* To do:
Pull out each line of the listing below that contains the string "shadow", and copy those lines unchanged.
##########
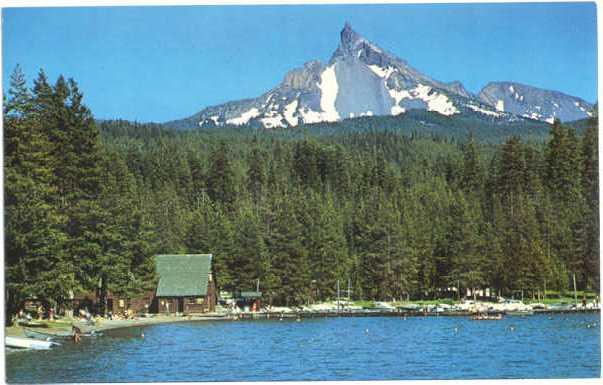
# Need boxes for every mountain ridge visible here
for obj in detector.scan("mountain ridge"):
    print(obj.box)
[165,22,593,128]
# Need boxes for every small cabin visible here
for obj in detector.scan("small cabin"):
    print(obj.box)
[153,254,216,314]
[235,291,262,312]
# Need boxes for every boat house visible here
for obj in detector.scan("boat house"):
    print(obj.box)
[153,254,216,314]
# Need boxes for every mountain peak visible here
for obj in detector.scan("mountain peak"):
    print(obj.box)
[341,21,364,48]
[171,22,591,129]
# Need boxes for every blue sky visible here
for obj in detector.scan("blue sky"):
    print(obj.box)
[2,3,597,122]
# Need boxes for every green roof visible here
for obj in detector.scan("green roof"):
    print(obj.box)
[155,254,211,297]
[239,291,262,298]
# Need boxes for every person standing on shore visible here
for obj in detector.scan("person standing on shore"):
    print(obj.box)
[71,325,82,344]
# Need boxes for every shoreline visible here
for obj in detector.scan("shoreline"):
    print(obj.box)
[4,309,601,337]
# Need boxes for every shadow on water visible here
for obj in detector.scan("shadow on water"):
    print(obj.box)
[6,314,601,383]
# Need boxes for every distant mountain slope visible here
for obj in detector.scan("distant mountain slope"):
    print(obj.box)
[166,23,592,129]
[478,82,593,123]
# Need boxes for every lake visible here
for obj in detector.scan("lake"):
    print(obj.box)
[6,314,601,383]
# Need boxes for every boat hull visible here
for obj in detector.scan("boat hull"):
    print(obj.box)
[4,337,60,350]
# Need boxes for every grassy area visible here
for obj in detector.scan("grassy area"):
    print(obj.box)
[354,300,375,309]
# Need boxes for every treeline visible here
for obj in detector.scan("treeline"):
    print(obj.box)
[5,68,599,316]
[3,67,157,322]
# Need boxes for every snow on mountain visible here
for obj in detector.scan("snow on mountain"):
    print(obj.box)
[170,23,592,128]
[478,82,593,123]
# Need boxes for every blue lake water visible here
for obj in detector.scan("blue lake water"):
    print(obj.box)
[6,314,601,383]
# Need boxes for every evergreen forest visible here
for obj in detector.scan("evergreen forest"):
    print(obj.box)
[3,68,600,319]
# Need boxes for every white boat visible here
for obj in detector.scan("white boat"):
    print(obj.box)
[4,337,60,350]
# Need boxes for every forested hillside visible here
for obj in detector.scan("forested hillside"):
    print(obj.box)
[4,71,599,311]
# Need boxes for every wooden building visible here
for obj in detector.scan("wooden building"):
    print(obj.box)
[235,291,262,312]
[153,254,216,314]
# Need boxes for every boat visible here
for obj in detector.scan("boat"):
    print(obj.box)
[471,313,502,321]
[23,328,103,341]
[4,337,61,350]
[505,310,534,316]
[17,320,48,328]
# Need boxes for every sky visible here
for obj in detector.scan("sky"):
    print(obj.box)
[2,3,597,122]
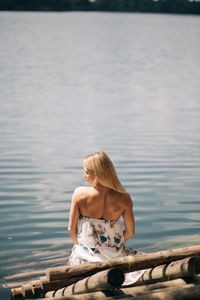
##########
* Task output:
# Need boxes for every shadow on water visible here
for obj in detector.scan("shadow on water"):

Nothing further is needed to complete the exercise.